ASSIGNMENT —
Set down each record below precisely, skipping the pictures.

PROVIDED MATERIAL —
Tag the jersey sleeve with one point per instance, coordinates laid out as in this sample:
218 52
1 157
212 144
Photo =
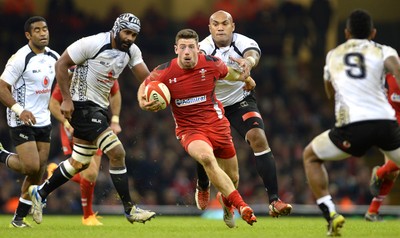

ANSWER SECTION —
Tag the jersey sleeve with one point per instance, coordinates laid out as in this sample:
218 52
1 157
212 144
Photo =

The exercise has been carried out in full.